_Entries provided:_
********
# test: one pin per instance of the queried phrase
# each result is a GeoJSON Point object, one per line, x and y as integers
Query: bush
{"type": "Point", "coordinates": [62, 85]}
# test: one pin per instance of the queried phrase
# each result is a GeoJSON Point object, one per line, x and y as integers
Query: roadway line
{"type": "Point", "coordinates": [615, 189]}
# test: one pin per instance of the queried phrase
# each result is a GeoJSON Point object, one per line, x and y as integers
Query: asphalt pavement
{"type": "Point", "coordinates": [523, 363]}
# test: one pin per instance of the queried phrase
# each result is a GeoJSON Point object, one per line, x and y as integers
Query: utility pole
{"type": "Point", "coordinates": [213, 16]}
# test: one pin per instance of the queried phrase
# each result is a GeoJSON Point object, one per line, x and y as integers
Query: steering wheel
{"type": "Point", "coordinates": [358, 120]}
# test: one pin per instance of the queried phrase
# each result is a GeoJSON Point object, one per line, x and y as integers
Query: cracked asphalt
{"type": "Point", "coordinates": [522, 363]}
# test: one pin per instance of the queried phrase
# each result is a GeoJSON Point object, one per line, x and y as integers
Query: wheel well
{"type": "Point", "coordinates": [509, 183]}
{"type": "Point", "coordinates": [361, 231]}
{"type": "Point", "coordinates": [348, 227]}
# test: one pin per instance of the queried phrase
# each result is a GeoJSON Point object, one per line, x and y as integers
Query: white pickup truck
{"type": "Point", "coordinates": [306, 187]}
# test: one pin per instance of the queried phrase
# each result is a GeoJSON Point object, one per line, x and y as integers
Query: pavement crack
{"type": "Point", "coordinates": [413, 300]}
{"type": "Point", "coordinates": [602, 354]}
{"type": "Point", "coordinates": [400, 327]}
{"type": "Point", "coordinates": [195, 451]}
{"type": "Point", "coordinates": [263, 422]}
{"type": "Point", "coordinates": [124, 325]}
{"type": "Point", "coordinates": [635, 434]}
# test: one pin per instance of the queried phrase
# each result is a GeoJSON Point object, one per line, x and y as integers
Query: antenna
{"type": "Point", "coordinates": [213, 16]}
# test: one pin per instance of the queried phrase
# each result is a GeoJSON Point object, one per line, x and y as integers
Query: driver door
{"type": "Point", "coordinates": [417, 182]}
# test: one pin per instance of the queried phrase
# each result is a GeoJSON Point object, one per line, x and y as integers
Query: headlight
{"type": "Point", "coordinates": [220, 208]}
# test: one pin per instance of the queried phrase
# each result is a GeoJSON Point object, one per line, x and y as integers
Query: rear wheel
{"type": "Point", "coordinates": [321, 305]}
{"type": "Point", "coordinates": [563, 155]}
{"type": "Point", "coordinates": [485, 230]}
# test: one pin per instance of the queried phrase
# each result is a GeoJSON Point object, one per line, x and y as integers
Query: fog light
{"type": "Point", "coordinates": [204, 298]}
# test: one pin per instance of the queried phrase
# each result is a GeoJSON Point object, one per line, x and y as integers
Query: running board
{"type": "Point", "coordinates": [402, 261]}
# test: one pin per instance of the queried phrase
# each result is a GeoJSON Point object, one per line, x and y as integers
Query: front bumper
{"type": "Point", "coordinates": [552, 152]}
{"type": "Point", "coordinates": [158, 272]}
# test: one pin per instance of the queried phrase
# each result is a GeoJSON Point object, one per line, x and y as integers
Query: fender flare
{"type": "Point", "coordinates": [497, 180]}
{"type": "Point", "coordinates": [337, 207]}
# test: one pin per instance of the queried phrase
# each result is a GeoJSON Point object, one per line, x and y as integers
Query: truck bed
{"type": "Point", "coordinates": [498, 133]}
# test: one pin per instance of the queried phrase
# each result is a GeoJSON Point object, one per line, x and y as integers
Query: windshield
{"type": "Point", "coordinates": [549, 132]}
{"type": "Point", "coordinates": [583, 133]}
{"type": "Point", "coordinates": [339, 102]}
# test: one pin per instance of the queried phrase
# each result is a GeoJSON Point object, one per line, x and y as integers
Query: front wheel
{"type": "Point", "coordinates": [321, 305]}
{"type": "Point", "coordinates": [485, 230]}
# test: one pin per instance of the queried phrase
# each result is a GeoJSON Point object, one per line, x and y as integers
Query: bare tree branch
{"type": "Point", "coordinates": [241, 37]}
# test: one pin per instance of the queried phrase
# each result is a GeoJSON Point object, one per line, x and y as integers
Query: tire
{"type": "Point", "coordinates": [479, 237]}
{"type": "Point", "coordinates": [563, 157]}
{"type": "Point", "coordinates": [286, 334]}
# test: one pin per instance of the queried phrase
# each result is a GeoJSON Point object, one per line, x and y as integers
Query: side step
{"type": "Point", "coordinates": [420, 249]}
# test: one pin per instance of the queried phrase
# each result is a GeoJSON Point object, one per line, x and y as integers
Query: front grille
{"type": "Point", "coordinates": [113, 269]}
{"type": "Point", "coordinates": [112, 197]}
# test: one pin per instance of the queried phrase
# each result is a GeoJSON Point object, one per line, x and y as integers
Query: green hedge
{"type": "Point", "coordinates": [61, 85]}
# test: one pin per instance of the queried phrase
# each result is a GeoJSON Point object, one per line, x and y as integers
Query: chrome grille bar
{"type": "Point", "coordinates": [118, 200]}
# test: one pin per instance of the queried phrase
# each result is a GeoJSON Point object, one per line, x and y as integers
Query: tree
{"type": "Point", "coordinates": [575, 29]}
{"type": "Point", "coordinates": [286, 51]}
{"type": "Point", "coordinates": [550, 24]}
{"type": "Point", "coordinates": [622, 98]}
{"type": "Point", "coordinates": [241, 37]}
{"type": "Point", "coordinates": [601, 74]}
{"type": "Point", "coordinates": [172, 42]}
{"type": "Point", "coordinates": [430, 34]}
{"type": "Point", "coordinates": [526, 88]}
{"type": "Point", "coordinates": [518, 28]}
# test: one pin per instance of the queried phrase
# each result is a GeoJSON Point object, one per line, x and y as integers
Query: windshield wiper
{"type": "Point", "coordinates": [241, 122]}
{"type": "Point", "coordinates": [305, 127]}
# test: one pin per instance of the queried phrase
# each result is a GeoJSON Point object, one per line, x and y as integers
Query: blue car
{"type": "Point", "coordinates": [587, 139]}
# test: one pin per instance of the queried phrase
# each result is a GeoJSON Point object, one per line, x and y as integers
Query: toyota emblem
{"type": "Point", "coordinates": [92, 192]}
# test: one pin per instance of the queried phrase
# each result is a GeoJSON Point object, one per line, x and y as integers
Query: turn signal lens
********
Write out each entry exactly, and omit nothing.

# test: one pin per instance of the queried phrase
# each result is a GeoJSON Point object, one per line, x and y as integers
Query: bush
{"type": "Point", "coordinates": [62, 85]}
# test: one pin per instance of the queried phrase
# each result is a GeoJSON Point object, one per line, x and y as integers
Query: roadway line
{"type": "Point", "coordinates": [615, 189]}
# test: one pin per instance of the queried phrase
# each result is a GeoJSON Point object, one per line, x and y as integers
Query: asphalt pavement
{"type": "Point", "coordinates": [523, 363]}
# test: one pin per instance of the queried phrase
# each result is a GeoJSON Point object, one per line, x and y as integers
Query: utility pole
{"type": "Point", "coordinates": [213, 16]}
# test: one pin per instance of the queried phrase
# each result is a GeoJSON Point object, one per line, x and y as integers
Query: steering wheel
{"type": "Point", "coordinates": [358, 120]}
# test: one pin per instance of the queried phrase
# each result is a GeoJSON Point object, one per line, x and y as integers
Query: cracked asphalt
{"type": "Point", "coordinates": [522, 363]}
# test: one pin per instance of the queried phrase
# each result is a GeoJSON Point object, one per line, x and y as integers
Query: wheel well
{"type": "Point", "coordinates": [509, 183]}
{"type": "Point", "coordinates": [361, 231]}
{"type": "Point", "coordinates": [348, 227]}
# test: one pin per instance of the queried phrase
# each result is a GeoJSON Point object, one per line, x and y as integers
Query: white pickup truck
{"type": "Point", "coordinates": [306, 187]}
# test: one pin per instance of the queried phrase
# each result is a GeoJSON Point object, one per line, x and y as integers
Query: pavement crack
{"type": "Point", "coordinates": [413, 300]}
{"type": "Point", "coordinates": [602, 354]}
{"type": "Point", "coordinates": [400, 327]}
{"type": "Point", "coordinates": [195, 451]}
{"type": "Point", "coordinates": [263, 422]}
{"type": "Point", "coordinates": [124, 325]}
{"type": "Point", "coordinates": [635, 434]}
# test: one pin per instance of the queried phrase
# each result is a GeoJSON Point object, one per line, x and y as integers
Query: antenna
{"type": "Point", "coordinates": [213, 16]}
# test: one pin per instance of the queried phrase
# each result is a GeoJSON Point object, one per line, x and y as integers
Query: driver door
{"type": "Point", "coordinates": [417, 182]}
# test: one pin per instance of the queried phrase
# each result is a GeoJSON Point object, one per line, x and y as integers
Query: headlight
{"type": "Point", "coordinates": [220, 208]}
# test: one pin per instance of the queried phrase
# each result is a GeoJSON Point object, one per line, x and y as integers
Query: rear wheel
{"type": "Point", "coordinates": [321, 305]}
{"type": "Point", "coordinates": [563, 155]}
{"type": "Point", "coordinates": [485, 230]}
# test: one pin per instance of the queried phrase
# each result is a GeoJSON Point object, one per line, x and y as integers
Query: fog light
{"type": "Point", "coordinates": [204, 298]}
# test: one pin per instance of the queried phrase
# each result is a GeoJSON Point object, one per line, x and y as integers
Query: running board
{"type": "Point", "coordinates": [402, 261]}
# test: one pin per instance of the queried phrase
# each result is a GeoJSON Point object, one per line, x and y as integers
Query: front bumper
{"type": "Point", "coordinates": [552, 152]}
{"type": "Point", "coordinates": [158, 272]}
# test: one pin per instance of the queried phrase
# each result is a GeoJSON Point object, one per line, x and y as integers
Query: fender flare
{"type": "Point", "coordinates": [497, 180]}
{"type": "Point", "coordinates": [337, 207]}
# test: one pin per instance of the queried phrase
# each result is a GeoJSON Point object, one per line, x and y as integers
Query: truck bed
{"type": "Point", "coordinates": [498, 133]}
# test: one pin per instance of the queried phrase
# each result is a GeoJSON Point object, one per line, x and y as integers
Query: windshield
{"type": "Point", "coordinates": [549, 132]}
{"type": "Point", "coordinates": [583, 133]}
{"type": "Point", "coordinates": [339, 102]}
# test: one pin per instance of the queried phrase
# each result is a GeoJSON Point object, one per line, x and y as integers
Query: front wheel
{"type": "Point", "coordinates": [321, 305]}
{"type": "Point", "coordinates": [485, 230]}
# test: one pin per instance of the queried phrase
# each result is a GeoJSON Point object, one per line, x and y as integers
Query: bare tree branch
{"type": "Point", "coordinates": [241, 37]}
# test: one pin per instance of the queried phrase
# each result is a GeoJSON Point object, one per line, x and y as integers
Query: tire
{"type": "Point", "coordinates": [479, 237]}
{"type": "Point", "coordinates": [563, 157]}
{"type": "Point", "coordinates": [286, 334]}
# test: one pin per instance of the queried phrase
# each result is a GeoJSON Point object, one per line, x and y as integers
Query: side step
{"type": "Point", "coordinates": [420, 249]}
# test: one pin per instance of the queried phrase
# each result is a GeoJSON Point object, one per line, x and y as integers
Query: front grille
{"type": "Point", "coordinates": [113, 269]}
{"type": "Point", "coordinates": [112, 197]}
# test: one pin per instance of the queried phrase
# each result is a GeoJSON Point object, one per line, x and y as integers
Query: green hedge
{"type": "Point", "coordinates": [61, 85]}
# test: one pin per instance of the queried phrase
# each result is a GeoJSON Point object, one per line, x and y as integers
Query: chrome grille bar
{"type": "Point", "coordinates": [118, 200]}
# test: one pin per instance of the queried phrase
# each result is a GeoJSON Point object, one per line, x and y as integers
Query: tree
{"type": "Point", "coordinates": [575, 29]}
{"type": "Point", "coordinates": [286, 51]}
{"type": "Point", "coordinates": [550, 24]}
{"type": "Point", "coordinates": [622, 98]}
{"type": "Point", "coordinates": [241, 37]}
{"type": "Point", "coordinates": [601, 74]}
{"type": "Point", "coordinates": [172, 42]}
{"type": "Point", "coordinates": [430, 34]}
{"type": "Point", "coordinates": [526, 88]}
{"type": "Point", "coordinates": [518, 28]}
# test: one pin per instance of the queried phrase
# each result is a GeoJSON Point object, one per line, x and y as integers
Query: windshield wiper
{"type": "Point", "coordinates": [241, 122]}
{"type": "Point", "coordinates": [305, 127]}
# test: one pin per instance of the queried phrase
# each result is a GeoJSON Point object, one per line, x and y as integers
Query: blue car
{"type": "Point", "coordinates": [587, 139]}
# test: one pin per instance of the queried phrase
# each result is a GeoJSON Point object, one per line, x and y as integers
Query: toyota emblem
{"type": "Point", "coordinates": [92, 192]}
# test: one pin per instance of the queried phrase
# each result is a GeoJSON Point object, one per line, x and y as integers
Query: turn signal lens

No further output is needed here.